Instructions to follow:
In the text on evidence about Sri Lanka's riots, condense the paragraph that begins "I do not intend to deal with the reports" while keeping its main facts.

Source document:
=== Section Start ===

Magisterial inquiries into homicides in Sri Lanka are professionally competent judicial hearings at which a large number of eyewitnesses are called upon to give evidence, and evidence is called from doctors who performed post-mortems, and from officials in a position to help in the inquiry.
In challenging my assertion that no firm evidence has yet emerged to support the view that government politicians were involved in organizing the riots that erupted in that fateful week of July 1983, he argues thus:
“There are methodological issues here as to (i) what measures of verification one can secure of conspiratorial organisation in such instances and (ii) as to what constitutes “firm evidence”. When British district officers presented reports on the Sinhalese attacks on Moors during the communal disturbances of 1915, they incorporated information provided by subordinates and other informants. Tarzie Vittachi’s Emergency ’58 is a distillation of information gathered as a journalist, a great deal of it hearsay that gained its validity from the repetition of similar stories and the context of its telling. It is on hearsay that one can draw the conclusion that some SLFP/MEP functionaries had a hand in fermenting the riots in Gal Oya in 1956 and the more widespread attacks on the Tamils in mid-1958. The evidence against UNP functionaries in 1983 is of a like order, gaining its persuasive power from the number of voices which say much the same thing and the wide range of persuasions to which these voices belong…”
I do not intend to deal with the reports of British officials writing on the 1915 riots because they were so many and varied so much in the comprehensiveness of material they provided, and in the accuracy of the information they submitted that they cannot, as a collection, provide support for or against Michael Roberts’s arguments here. But Tarzie Vittachi’s Emergency ’58 effectually undermines Michael Roberts’s case. For Vittachi was no ordinary journalist, but the most influential one in the country at that time, with necessary information from official circles, and that information included official records from the Governor General’s office, from Cabinet sources, from the government parliamentary party, from senior government officials, and from the police, quite apart from material provided by the journalistic resources of his organization, the country’s largest. If Michael Roberts were to read Emergency ’58 again, he will find that it is more than a “distillation of information gathered as a journalist, a great deal of it hearsay that gained validity from the repetition of similar stories and the context of its telling”.

=== Section End ===

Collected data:
=== Section Start ===

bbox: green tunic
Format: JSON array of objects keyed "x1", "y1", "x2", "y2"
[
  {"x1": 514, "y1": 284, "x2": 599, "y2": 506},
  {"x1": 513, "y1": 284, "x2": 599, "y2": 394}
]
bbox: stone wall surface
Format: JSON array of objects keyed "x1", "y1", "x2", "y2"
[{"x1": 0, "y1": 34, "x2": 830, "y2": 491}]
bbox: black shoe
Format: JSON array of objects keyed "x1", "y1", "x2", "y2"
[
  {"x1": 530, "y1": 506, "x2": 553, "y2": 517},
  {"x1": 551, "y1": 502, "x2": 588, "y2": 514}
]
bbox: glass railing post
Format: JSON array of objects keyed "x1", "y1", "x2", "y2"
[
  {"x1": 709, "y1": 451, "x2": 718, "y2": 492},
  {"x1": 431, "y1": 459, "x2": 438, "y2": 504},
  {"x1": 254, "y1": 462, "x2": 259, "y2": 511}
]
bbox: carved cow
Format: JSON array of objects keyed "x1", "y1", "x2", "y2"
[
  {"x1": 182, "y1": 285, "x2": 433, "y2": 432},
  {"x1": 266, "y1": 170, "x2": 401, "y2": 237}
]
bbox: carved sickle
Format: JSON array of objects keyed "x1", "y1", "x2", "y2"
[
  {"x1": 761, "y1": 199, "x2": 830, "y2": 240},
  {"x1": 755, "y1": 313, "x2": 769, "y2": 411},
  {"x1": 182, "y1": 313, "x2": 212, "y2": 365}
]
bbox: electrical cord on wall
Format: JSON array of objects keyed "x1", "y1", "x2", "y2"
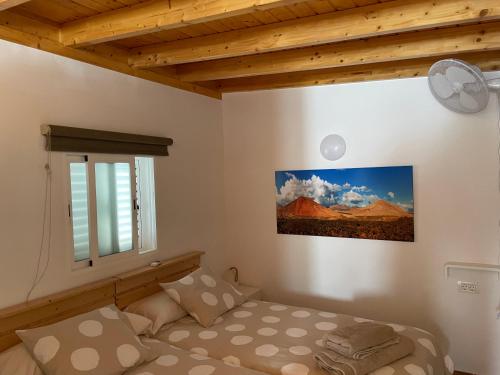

=== Section End ===

Response for this exercise:
I will not discuss the British officials' reports on the 1915 riots. They were so numerous, and so uneven in comprehensiveness and accuracy, that as a collection they cannot support or refute Michael Roberts's arguments. Tarzie Vittachi's Emergency '58, however, effectually undermines his case. Vittachi was the most influential journalist in the country at that time. He had information from official circles, including records from the Governor General's office, Cabinet sources, the government parliamentary party, senior government officials and the police. He also drew on the journalistic resources of his organization, the country's largest. On a second reading, Roberts would find the book to be more than a distillation of largely hearsay information gathered as a journalist.